WHAT TO PRODUCE: Please transcribe all of the entries exactly, leaving out any images.

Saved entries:
══════════
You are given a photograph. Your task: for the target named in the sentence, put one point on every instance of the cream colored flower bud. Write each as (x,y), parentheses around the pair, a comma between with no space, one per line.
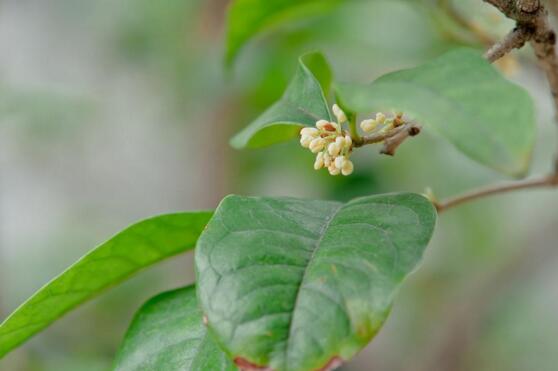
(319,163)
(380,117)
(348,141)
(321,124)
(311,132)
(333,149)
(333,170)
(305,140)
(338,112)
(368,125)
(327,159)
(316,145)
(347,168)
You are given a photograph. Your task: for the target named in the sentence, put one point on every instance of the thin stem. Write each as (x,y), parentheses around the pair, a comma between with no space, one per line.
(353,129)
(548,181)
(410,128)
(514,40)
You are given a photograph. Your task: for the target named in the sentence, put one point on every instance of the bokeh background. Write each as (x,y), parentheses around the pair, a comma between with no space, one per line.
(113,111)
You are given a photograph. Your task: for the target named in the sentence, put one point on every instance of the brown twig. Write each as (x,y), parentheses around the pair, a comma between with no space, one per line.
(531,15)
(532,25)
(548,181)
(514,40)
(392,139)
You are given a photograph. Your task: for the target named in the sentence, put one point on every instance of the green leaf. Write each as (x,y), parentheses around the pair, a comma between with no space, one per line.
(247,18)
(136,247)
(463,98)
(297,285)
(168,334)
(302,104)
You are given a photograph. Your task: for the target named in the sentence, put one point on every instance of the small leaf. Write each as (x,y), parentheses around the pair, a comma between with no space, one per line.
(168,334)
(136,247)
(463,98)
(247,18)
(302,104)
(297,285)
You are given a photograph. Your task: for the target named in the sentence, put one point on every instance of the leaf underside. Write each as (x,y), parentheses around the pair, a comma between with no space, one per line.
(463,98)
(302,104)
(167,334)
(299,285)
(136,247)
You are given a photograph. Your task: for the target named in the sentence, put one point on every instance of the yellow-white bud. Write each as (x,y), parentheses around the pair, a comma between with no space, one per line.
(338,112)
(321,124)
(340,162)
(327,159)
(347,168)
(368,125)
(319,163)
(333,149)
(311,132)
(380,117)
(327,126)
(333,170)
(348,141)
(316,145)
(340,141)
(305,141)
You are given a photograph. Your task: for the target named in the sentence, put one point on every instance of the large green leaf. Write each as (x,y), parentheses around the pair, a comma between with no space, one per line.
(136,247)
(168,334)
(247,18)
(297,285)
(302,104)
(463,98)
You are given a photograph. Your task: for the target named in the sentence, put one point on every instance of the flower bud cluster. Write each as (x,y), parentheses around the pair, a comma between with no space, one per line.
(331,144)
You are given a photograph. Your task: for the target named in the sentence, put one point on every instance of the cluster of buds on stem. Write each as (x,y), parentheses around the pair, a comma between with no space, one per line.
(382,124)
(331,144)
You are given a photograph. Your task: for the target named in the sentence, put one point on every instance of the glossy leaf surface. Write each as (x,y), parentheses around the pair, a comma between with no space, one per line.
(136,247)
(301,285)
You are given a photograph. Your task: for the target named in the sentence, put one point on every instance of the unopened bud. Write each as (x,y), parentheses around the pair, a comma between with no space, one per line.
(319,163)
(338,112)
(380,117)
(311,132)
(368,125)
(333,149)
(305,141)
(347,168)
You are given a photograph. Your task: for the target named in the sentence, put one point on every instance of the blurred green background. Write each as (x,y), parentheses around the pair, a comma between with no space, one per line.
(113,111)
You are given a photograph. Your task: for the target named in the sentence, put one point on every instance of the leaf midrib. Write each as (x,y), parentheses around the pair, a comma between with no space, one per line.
══════════
ANSWER AREA:
You are given a photograph. Your task: for the target named in the sentence, put one point on every instance of the cream colored flower bud. Write each as (x,y), parentheses around the pair, a comma between with no space, one per line.
(319,163)
(380,117)
(348,141)
(321,124)
(311,132)
(333,149)
(333,170)
(305,140)
(338,112)
(368,125)
(327,159)
(316,145)
(347,168)
You are given a photograph. Your task: for the target named in the sentence, put one point on every instance of the thin stem. Write each as (x,y), parentheses around the pair, a comma between with no space, one per line.
(353,129)
(548,181)
(410,128)
(514,40)
You are given a photograph. Your task: for the target named in the sentence, put one point on every instance of the bokeh background. Write each as (x,y), parentheses around the pair, a comma between with no space, one per line.
(113,111)
You are given a photograph. Your task: for the target named in the sentence, put one point on every instance of the brown twig. Write each as (x,y), parentheses around the pair, a comma between with no space, one per line.
(531,15)
(532,25)
(548,181)
(514,40)
(392,139)
You are given a photograph. Your task: for the target named in the sentence, put one point on every instance of the green leaf. Write each as (x,y), parentheses around the pair, a comma between with no space, one per line.
(247,18)
(136,247)
(463,98)
(297,285)
(168,334)
(302,104)
You are given a photograph. Your task: for the target named in the sentence, put one point on every instance of the small leaf. Write each as (x,y), parentheses around the pair, a comma between with no space, one per line.
(168,334)
(136,247)
(463,98)
(247,18)
(302,104)
(297,285)
You are given a photograph. Your task: for the target named in the sentence, put one point on every instance of the leaf underside. Write each as (x,y), parentheses around the pair, a comma between with no space, one per line.
(463,98)
(302,104)
(167,334)
(299,285)
(136,247)
You are given a photograph. Your task: for the target named in the sentence, put one point on every instance of the yellow-white bud. Write each as (x,y), parentheses around the pair, a comma between with no space, one per line.
(338,112)
(321,124)
(340,162)
(327,159)
(347,168)
(368,125)
(319,163)
(333,149)
(311,132)
(380,117)
(327,126)
(333,170)
(348,141)
(316,145)
(340,141)
(305,141)
You are given a photograph. Your task: for the target named in the sentence, put one point on every instance of the large green leaf. Write each as (x,y), parentheses around the pair, a comma between with no space, one per line.
(136,247)
(168,334)
(247,18)
(297,285)
(302,104)
(463,98)
You are given a photograph. Your task: for the target named in the sentence, put one point on every instance of the flower bud cluster. Write each as (x,y), parentheses around the pair, a comma between with no space, one per line.
(331,144)
You are given a photograph. Your task: for the target named in the sentence, put one point on every instance of the cluster of buds on stem. Write each as (x,y), parentheses around the pair, a comma between with no space, one per line.
(382,124)
(331,144)
You are given a photograph. Your task: for the target named in the sentence, put one point on every instance of the glossy leaf surface. Write each as (x,y), parentheses around the pair, a comma between with no space, one per line.
(136,247)
(301,285)
You are given a photograph. Your task: for the target named in the sentence, put one point on every instance of the unopened bud. Write each as (x,y), parentheses around the pair, a comma between with no space, one per line.
(319,163)
(338,112)
(380,117)
(311,132)
(368,125)
(333,149)
(305,141)
(347,168)
You are given a photograph. Your task: for the target named in the sentence, put one point on every instance of the blurred green background. Write each as (x,y), parentheses around the pair, a comma between with no space, one per line.
(113,111)
You are given a photograph. Your task: for the target named in the sentence, put one point on every instance of the leaf midrib. Write each as (x,y), parentheses around the pair, a comma between with no space, one per line.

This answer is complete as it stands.